#### EXERCISE INSTRUCTIONS
Each record must be copied in full and unchanged; any image it holds is excluded.

#### DATA SUPPLIED
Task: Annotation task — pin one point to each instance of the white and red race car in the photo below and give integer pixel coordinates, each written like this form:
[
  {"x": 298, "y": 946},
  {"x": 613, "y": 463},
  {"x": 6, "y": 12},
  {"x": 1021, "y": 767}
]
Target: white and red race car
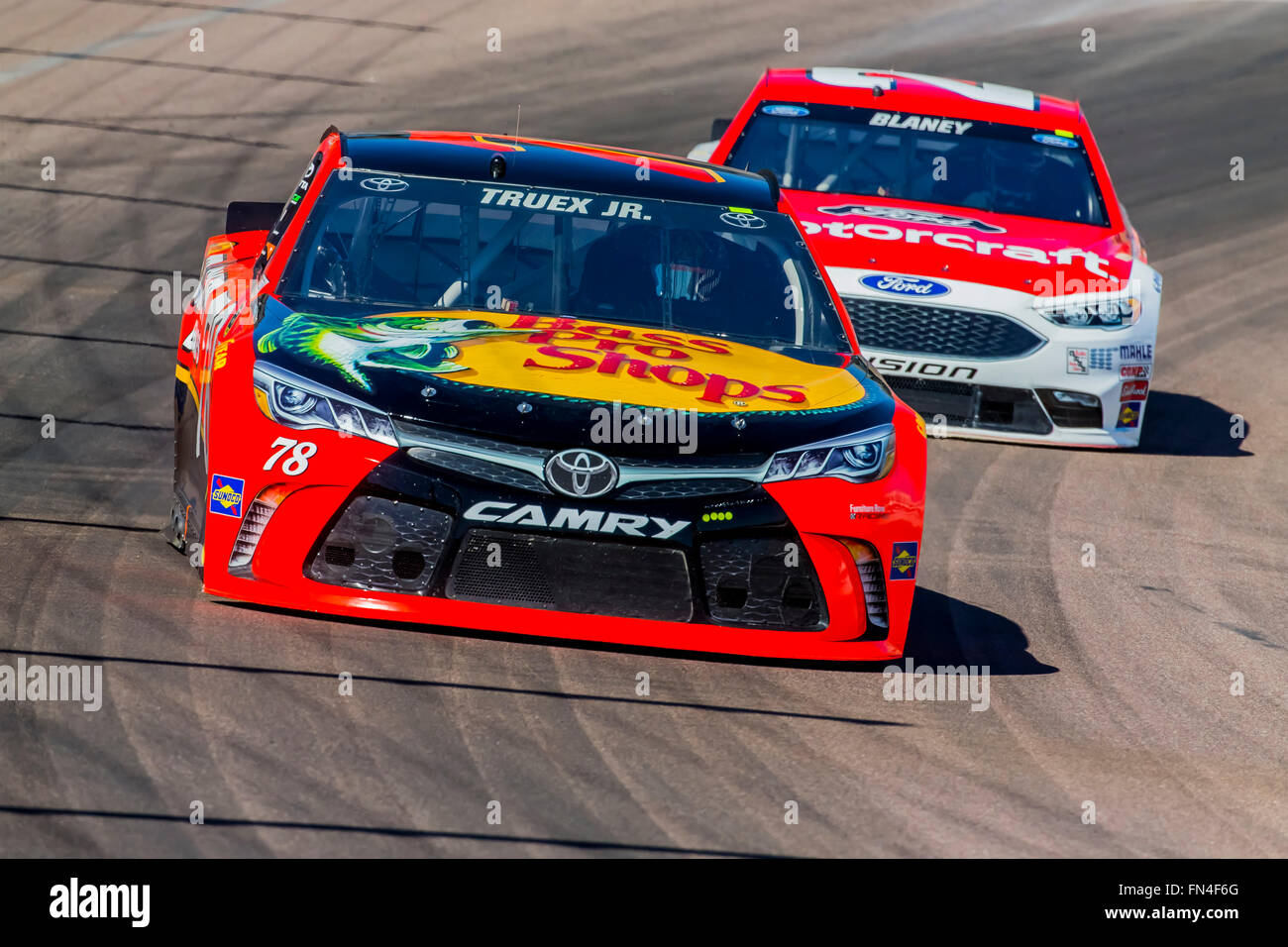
[{"x": 991, "y": 272}]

#### SOLUTION
Task: Annotation task — pin one point to each instance of the white and red race car in the photo below and give integer pixel coordinates, each written like this form:
[
  {"x": 298, "y": 946},
  {"x": 613, "y": 463},
  {"x": 6, "y": 12},
  {"x": 1021, "y": 767}
]
Target: white and red race car
[{"x": 991, "y": 272}]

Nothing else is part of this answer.